● **TEXT FOR ANALYSIS**
*-*-*

February 13, 2025 09:14 AM

Goodbye, Meth, Hello Heroin

While the use of crystal meth — the highly addictive drug made famous by the hit TV series "Breaking Bad" — is waning, heroin — the opiate derivative blamed in the death of popular actor Philip Seymour Hoffman — is on the rise.
According to the federal National Survey on Drug Use and Health conducted by the Substance Abuse and Mental Health Services Administration and released last September, the number of methamphetamine users in 2012 fell to 440,000, from 731,000 in 2006, a drop attributed in part to laws restricting the availability of pseudoephedrine, a key ingredient.
In that same period, however, the number of Americans shooting "smack" spiked, from 373,000 to 669,000.
According to news reports, a recent raid in the Bronx turned up 33 pounds of the drug and hundreds of thousands of small envelopes used in distribution and stamped with brand names. Among the names found in the pre-Super Bowl Bronx raid was "N.F.L.," a timely nod to the Super Bowl.

*-*-*

● **SOURCE DATA**

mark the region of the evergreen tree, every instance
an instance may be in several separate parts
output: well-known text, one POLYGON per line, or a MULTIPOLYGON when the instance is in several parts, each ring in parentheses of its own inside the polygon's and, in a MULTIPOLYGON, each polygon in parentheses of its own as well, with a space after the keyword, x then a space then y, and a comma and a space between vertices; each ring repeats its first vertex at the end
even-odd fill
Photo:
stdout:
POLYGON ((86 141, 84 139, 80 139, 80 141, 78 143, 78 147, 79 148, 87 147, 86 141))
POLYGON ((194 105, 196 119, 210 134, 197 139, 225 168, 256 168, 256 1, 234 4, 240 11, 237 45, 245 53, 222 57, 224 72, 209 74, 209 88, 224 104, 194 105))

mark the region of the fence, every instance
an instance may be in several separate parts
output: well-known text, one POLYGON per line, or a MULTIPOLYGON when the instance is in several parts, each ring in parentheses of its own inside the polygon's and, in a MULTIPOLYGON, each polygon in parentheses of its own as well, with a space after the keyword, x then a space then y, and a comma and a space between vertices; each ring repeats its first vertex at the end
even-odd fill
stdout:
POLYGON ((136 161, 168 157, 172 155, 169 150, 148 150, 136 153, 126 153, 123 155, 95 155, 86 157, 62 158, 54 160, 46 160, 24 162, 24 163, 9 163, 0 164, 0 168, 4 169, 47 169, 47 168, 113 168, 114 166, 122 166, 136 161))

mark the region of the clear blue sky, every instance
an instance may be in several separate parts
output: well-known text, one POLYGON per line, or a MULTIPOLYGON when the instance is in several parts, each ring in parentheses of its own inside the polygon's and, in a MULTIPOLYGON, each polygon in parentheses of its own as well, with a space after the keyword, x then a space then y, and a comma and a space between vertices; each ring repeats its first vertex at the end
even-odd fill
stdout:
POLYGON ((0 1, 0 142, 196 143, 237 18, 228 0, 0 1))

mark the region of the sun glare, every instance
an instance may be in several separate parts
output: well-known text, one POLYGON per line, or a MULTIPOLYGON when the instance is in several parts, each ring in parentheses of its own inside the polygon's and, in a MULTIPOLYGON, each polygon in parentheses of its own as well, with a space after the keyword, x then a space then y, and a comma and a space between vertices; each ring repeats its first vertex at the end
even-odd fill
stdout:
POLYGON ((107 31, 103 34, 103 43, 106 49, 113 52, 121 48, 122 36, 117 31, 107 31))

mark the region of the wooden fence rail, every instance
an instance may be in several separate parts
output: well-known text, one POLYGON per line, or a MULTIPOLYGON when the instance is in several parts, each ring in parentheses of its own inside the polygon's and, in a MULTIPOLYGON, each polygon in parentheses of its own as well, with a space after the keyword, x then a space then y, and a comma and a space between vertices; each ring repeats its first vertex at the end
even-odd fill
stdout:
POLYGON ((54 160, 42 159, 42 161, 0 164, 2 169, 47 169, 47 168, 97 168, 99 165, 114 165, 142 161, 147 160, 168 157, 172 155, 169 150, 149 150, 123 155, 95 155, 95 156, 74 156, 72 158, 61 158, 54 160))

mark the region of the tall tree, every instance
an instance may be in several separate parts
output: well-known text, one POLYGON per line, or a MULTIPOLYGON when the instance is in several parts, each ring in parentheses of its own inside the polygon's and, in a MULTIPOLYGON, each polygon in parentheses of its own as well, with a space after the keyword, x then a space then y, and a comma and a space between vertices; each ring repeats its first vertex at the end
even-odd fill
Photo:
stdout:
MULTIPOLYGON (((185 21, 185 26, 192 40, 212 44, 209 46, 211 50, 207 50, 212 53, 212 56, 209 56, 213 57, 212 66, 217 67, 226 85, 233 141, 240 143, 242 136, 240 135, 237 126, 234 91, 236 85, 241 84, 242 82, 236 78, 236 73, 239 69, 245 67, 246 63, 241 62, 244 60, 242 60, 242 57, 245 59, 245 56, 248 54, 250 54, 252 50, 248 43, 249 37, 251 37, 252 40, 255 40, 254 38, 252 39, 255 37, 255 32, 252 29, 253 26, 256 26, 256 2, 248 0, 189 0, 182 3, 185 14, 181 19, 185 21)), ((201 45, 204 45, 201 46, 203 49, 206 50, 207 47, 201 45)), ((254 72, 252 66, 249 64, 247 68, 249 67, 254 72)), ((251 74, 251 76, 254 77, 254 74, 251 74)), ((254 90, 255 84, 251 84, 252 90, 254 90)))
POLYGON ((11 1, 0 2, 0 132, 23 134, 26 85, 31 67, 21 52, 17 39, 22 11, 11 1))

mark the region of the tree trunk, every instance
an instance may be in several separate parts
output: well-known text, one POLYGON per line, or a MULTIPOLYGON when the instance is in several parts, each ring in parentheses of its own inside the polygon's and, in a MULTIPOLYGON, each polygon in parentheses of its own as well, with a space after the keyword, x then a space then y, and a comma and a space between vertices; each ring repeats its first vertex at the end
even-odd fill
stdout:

*-*-*

● **TASKS TO PERFORM**
1. Could you edit the article on meth and heroin, starting at the words "According to the" and stopping after "a key ingredient.", so that "methamphetamine" becomes "meth"?
2. How would the article on meth and heroin go on after its final sentence? Write the continuation.
The listing comes from a separate source unrelated to the article on meth and heroin.

● **RESPONSES BY ITEM NUMBER**
1.
According to the federal National Survey on Drug Use and Health conducted by the Substance Abuse and Mental Health Services Administration and released last September, the number of meth users in 2012 fell to 440,000, from 731,000 in 2006, a drop attributed in part to laws restricting the availability of pseudoephedrine, a key ingredient.

2.
Several reports have traced the trend toward heroin use to a nationwide crackdown on prescription pills such as oxycodone. A recent New York Times article quoted Dr. Andrew Kolodny, chief medical officer at the Phoenix House Foundation, a drug-treatment center, and president of Physicians for Responsible Opioid Prescribing, who said, "What we're seeing, as pills become more difficult to access, is a shift to the black market and heroin. It's not easy to get the opioid genie back into the bottle."
Hoffman is just the latest celebrity to succumb to lethal drug, but he is not alone. "Glee" star Corey Monteith's shocking death in July 2013 was attributed to a toxic mix of heroin and alcohol. Saturday Night Live star John Belushi died from a "speedball" overdose (heroin and cocaine). In 1970, iconic rocker Janis Joplin OD's on heroin. Smack was also blamed in the deaths of actor River Phoenix and rockers Curt Cobain, Sid Vicious and Dee Dee Ramone.
Other celebs who have admitted to having been hooked on the Big H include James Taylor, Ray Charles, Natalie Cole, Yoko Ono, Keith Richard, Miles Davis and Lou Reed.